Texto fornecido ::
Você consegue imaginar como os pintores reagiram quando surgiu a fotografia? Bem, não foi muito diferente da reação de muitos profissionais criativos diante da Inteligência Artificial. De fato, o advento da fotografia na primeira metade do século XIX gerou muitas discussões e debates sobre a arte e a maneira como pensamos a representação da realidade.
Por exemplo, o filósofo francês Baudelaire chamou a fotografia de “inimigo mais mortífero da arte”.
Pode parecer uma reação exagerada da parte dele (e realmente é), mas muitos outros intelectuais também compartilhavam a mesma opinião. O raciocínio era simples: por que pintar quadros para representar a realidade se a fotografia consegue fazer isso de maneira mais rápida e precisa?
Dois séculos depois
No entanto, mais de 200 anos se passaram, e todas as previsões de que a pintura acabaria não se concretizaram. É evidente que a pintura não tem mais a mesma hegemonia de antes; entretanto, convive pacificamente com a fotografia, cada uma com seu propósito.
Hoje, temos câmeras espalhadas por todos os lugares, registrando tudo quase em tempo real, seja para postar nas redes sociais, seja para guardar em uma pasta no drive que raramente abrimos.
Como a fotografia se popularizou e está ao alcance de todos, ela deixou de ser algo escasso.
Por exemplo, meus pais, nascidos na década de 1950, quase não têm registros da infância e adolescência. Já meu primo, que nasceu nos anos 2000, tem fotos até dos seus momentos mais banais.
Isso mostra que, no passado, em meio a todo aquele debate, muitas pessoas não consideraram o fator da imprevisibilidade. O medo do novo nos faz imaginar os piores cenários possíveis. Quase sempre é assim: surge uma nova tecnologia e, imediatamente, pensamos em quantos empregos serão perdidos.

Enunciado da tarefa :: Prossiga com o texto sobre a chegada da fotografia e o medo diante das novas tecnologias, a partir da última frase apresentada.

Dados para análise ::

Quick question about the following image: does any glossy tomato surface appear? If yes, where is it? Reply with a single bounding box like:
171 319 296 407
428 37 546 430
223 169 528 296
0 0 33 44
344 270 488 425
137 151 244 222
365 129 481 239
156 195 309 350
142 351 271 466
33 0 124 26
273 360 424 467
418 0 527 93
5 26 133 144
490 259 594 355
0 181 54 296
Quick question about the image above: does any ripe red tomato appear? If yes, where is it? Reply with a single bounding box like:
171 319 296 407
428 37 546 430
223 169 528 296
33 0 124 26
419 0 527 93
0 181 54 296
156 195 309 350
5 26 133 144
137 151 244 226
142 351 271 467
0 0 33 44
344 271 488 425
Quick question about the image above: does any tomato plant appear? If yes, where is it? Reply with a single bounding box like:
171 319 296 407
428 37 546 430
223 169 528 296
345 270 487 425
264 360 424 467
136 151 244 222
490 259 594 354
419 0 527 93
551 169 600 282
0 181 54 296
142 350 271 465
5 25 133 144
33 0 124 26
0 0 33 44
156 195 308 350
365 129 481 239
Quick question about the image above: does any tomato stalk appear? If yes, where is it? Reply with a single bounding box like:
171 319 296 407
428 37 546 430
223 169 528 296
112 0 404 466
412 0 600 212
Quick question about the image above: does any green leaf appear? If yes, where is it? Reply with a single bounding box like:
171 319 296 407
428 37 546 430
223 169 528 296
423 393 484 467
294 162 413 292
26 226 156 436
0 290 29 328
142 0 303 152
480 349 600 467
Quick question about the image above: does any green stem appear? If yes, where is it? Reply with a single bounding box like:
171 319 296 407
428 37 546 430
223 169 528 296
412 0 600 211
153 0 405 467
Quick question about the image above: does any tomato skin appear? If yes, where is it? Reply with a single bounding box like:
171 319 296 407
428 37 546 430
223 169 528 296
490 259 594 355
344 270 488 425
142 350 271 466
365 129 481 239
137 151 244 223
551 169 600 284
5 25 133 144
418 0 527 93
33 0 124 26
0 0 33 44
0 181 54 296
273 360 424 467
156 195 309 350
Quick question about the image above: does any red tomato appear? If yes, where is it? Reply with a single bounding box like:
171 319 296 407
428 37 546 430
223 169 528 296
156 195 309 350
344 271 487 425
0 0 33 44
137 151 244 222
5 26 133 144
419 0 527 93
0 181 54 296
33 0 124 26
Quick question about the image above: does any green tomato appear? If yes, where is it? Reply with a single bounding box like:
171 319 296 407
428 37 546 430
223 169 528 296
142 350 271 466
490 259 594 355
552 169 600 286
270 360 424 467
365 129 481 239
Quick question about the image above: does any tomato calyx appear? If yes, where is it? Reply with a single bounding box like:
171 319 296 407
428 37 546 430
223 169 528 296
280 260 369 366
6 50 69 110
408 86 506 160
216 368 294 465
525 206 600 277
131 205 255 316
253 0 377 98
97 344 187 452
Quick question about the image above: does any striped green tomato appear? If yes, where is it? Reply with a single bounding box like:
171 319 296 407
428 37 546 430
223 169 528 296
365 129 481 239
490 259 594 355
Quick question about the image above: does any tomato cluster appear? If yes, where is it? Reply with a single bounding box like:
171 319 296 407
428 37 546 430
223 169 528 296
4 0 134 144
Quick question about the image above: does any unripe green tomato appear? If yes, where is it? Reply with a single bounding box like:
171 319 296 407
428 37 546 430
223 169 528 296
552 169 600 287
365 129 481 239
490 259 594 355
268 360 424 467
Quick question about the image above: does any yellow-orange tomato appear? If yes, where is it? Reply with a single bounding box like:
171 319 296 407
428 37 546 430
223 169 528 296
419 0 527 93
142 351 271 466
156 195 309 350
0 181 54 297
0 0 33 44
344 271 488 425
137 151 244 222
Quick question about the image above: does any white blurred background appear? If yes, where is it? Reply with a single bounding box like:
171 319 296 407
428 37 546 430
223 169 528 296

Resposta do exercício ::
A destruição criativa
Isso, de fato, até pode acontecer, e é o que o economista austríaco Joseph Schumpeter chamava de destruição criativa, uma dinâmica de mudança contínua, onde novos produtos e serviços substituem os antigos, de forma total ou parcial.
Com a Inteligência Artificial, portanto, não será diferente. Uma pesquisa da Page Interim aponta que 76,6% dos brasileiros acreditam que a IA afetará parcialmente os postos de trabalho na área em que atuam. Eu diria que esse número é até baixo, considerando como inteligências artificiais generativas, como o ChatGPT, estão presentes em nossas vidas hoje. O fato é que não tem mais como parar.
E voltando ao debate do início deste artigo, a pintura como arte se adaptou a um mundo onde a fotografia “tomou” o seu lugar. Novos estilos e movimentos artísticos surgiram, buscando inclusive ir na contramão do que a fotografia propunha.
E talvez esse seja o destino, tanto de profissionais criativos quanto não criativos: adaptação seguida de transformação.